* **Goal of the exercise**
Copy each of the following entries word for word, keeping every line unchanged.

— START OF Data for the task —

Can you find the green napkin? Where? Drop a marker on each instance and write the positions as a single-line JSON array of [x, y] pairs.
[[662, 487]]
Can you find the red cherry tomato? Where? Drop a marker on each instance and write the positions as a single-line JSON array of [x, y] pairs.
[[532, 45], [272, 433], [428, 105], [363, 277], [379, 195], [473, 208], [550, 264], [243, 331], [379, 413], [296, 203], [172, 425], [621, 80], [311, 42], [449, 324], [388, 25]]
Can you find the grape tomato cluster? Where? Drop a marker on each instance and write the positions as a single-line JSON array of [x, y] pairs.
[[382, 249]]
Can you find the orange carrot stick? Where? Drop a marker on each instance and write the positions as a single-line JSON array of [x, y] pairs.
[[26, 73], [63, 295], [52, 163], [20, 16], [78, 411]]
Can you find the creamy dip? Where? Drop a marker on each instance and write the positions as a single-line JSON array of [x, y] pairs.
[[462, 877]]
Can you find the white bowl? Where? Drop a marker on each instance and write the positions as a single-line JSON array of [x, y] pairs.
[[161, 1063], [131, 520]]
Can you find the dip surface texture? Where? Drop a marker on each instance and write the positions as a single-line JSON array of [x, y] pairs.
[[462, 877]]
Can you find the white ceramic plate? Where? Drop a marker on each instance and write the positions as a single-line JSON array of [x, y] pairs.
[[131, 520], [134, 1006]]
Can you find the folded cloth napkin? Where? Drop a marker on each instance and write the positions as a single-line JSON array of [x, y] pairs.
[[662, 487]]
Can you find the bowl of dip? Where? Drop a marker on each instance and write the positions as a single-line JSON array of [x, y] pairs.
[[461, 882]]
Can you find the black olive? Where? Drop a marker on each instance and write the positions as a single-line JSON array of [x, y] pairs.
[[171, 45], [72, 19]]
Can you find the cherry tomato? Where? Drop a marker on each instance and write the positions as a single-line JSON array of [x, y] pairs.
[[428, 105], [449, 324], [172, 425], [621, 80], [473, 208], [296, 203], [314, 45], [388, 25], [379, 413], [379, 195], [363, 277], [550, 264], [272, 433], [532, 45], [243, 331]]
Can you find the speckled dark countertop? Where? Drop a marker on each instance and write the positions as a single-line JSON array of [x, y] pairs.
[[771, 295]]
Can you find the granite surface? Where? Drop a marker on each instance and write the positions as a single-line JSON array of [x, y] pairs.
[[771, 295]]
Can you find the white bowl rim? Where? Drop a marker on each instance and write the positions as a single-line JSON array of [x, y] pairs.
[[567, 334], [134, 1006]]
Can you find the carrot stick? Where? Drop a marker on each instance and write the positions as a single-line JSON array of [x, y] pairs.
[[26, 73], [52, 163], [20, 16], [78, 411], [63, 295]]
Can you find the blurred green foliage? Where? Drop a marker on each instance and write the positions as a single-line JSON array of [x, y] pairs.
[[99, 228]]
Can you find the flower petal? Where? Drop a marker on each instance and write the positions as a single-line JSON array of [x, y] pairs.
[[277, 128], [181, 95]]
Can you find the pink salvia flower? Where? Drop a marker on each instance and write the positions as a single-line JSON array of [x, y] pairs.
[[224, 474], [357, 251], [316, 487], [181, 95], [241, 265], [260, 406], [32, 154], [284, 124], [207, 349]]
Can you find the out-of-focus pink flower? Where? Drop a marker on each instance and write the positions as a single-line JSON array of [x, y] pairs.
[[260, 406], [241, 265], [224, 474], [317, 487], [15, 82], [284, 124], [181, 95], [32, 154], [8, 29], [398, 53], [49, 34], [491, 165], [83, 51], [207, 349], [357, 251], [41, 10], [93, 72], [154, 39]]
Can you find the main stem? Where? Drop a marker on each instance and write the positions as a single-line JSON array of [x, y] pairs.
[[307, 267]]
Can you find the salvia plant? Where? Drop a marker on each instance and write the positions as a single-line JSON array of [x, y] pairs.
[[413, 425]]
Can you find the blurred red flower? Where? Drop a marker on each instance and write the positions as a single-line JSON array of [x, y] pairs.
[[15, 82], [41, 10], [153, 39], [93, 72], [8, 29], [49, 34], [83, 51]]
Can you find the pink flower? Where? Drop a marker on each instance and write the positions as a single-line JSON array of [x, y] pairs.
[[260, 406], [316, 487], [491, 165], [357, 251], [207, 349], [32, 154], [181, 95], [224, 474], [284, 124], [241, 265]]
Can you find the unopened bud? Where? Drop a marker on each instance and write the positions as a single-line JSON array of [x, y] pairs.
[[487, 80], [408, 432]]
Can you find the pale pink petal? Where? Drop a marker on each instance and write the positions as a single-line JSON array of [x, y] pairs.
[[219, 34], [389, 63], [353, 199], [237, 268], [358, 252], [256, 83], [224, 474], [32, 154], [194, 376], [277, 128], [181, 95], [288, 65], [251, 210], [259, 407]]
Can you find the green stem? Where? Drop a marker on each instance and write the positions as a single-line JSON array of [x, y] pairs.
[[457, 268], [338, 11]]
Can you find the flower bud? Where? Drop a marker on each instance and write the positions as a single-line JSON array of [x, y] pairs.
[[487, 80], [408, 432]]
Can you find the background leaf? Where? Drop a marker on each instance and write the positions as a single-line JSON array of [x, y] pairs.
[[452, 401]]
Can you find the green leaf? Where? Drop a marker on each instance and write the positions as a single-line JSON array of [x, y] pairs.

— END OF Data for the task —

* **Expected output**
Can you find the green napkin? Where? Drop a marker on each instance and write the positions as a single-line JSON array of [x, y] pairs.
[[662, 487]]
Can you find the red cherry tomato? Where? Drop a marker on each instance and write the positions as a single-line JSON array of [x, y] pairs.
[[532, 45], [272, 433], [428, 105], [363, 277], [379, 195], [473, 208], [550, 264], [243, 331], [379, 413], [296, 203], [172, 425], [621, 80], [311, 42], [449, 324], [388, 25]]
Can you find the grape tomato cluster? Where? Drop a marker on each instance and write the positions as a single-line JSON array of [x, y] pairs.
[[382, 249]]
Can you find the orange carrot stick? Where? Drop a marker on each instance and write the positions as a single-line JSON array of [x, y] pairs.
[[26, 73], [63, 295], [52, 163], [20, 16], [78, 411]]
Can you find the creamy dip? Where? Drop a marker on each instance and write the positions as a single-line JSON array of [x, y] pairs.
[[462, 877]]
Can you find the white bowl? Where? Drop a marker on each instance and write the positions as a single-line JSON array of [x, y] pairs.
[[161, 1063], [131, 520]]
Can you find the dip surface texture? Where? Drop a marker on each instance and write the positions as a single-line JSON array of [x, y] pairs.
[[462, 877]]
Can you find the white ceramic plate? Where? Drop a marker on each instance and write the positions as a single-line JSON array of [x, y] pairs.
[[131, 520], [134, 1006]]
Can you find the folded cloth napkin? Where? Drop a marker on each instance and write the positions as a single-line JSON array of [x, y] pairs.
[[662, 487]]
Can you find the bowl of dip? Where? Drop a marker on each instance and write the positions as a single-line JSON array of [x, y] pairs.
[[461, 882]]
Can you find the black olive? Where? Drop a marker on each instance and write the positions as a single-line JSON array of [x, y] pairs.
[[171, 45], [72, 19]]
Can you find the cherry tomato? Where? Drop a marker on each instance and write the positions as a single-line JSON array of [x, y] pairs.
[[428, 105], [449, 324], [172, 425], [621, 80], [473, 208], [296, 203], [314, 45], [388, 25], [379, 413], [379, 195], [363, 277], [550, 264], [272, 433], [532, 45], [243, 331]]
Can you find the speckled dark countertop? Where? Drop a marker on each instance and write the positions as a single-line JSON array of [x, y] pairs.
[[771, 295]]
Can you find the granite surface? Where? Drop a marker on each instance and write the positions as a single-line JSON array of [x, y] pairs.
[[771, 295]]
Can you find the white bowl rim? Where? Drop a marker on each instance and write the positions as a single-line JSON array of [x, y] pairs.
[[567, 334], [134, 1006]]
Can you find the carrot stick? Where? Drop a marker on each instance and write the positions as a single-line JSON array of [x, y] pairs.
[[26, 73], [52, 163], [20, 16], [78, 411], [63, 295]]
Can you find the blurred green foliage? Where? Drop a marker on each instance and write the positions as a single-line JSON array of [x, y] pairs.
[[99, 228]]
Can you find the flower petal? Where? Drop a marker on each instance and write the positions as a single-line JSON array of [x, y] pairs.
[[277, 128], [181, 95]]
Can you find the pink salvia flower? Where? Drop a marker on each instance and write the positions as a single-line JSON array of [x, y] pairs.
[[224, 474], [357, 251], [316, 487], [181, 95], [241, 265], [260, 406], [32, 154], [284, 124], [207, 349]]
Can you find the out-of-focus pink flower? Where? Drop a marker on each instance and write the positions as a single-line JSON array of [x, y] pairs.
[[260, 406], [241, 265], [224, 474], [317, 487], [15, 82], [284, 124], [181, 95], [32, 154], [8, 29], [398, 53], [49, 34], [491, 165], [83, 51], [207, 349], [357, 251], [41, 10], [93, 72], [154, 39]]
Can you find the main stem? Where? Drop a marker on each instance and write the positions as a single-line JSON array of [x, y] pairs.
[[307, 267]]
Can you find the salvia plant? Where? Drop a marker on each instance and write the positions as a single-line JSON array of [x, y] pairs.
[[413, 425]]
Can you find the blurred red flower? Where? Drop a marker on each instance and write the positions as a single-line JSON array of [x, y] pairs.
[[15, 82], [41, 10], [153, 39], [93, 72], [8, 29], [49, 34], [83, 51]]
Can you find the pink flower? Where? Drop a marker on each instance and write the positions as a single-line JSON array of [x, y] pairs.
[[260, 406], [316, 487], [491, 165], [357, 251], [207, 349], [32, 154], [181, 95], [224, 474], [284, 124], [241, 265]]
Can you find the unopened bud? Where? Drop a marker on each instance and write the positions as a single-line JSON array of [x, y] pairs.
[[487, 80], [408, 432]]
Can you find the pale pink petal? Where? Drop a marker on each instance and write the positions as a single-line JSON array of [x, y] pairs.
[[219, 34], [389, 63], [353, 199], [237, 268], [358, 252], [256, 83], [224, 474], [32, 154], [194, 376], [277, 128], [181, 95], [288, 65], [251, 210], [259, 407]]
Can you find the green stem? Where? Drop a marker on each instance and write the positions as a single-line JSON array of [x, y] pairs.
[[457, 268], [338, 11]]
Can you find the flower bud? Where? Drop a marker on each instance and write the positions as a single-line JSON array of [x, y] pairs.
[[487, 80], [408, 432]]
Can you find the background leaf? Where? Drop a marker on each instance and write the positions as a single-line JSON array of [x, y] pairs.
[[452, 401]]
Can you find the green leaf? Where? Drop a marker on each instance and write the positions as a single-line JSON array of [x, y] pairs.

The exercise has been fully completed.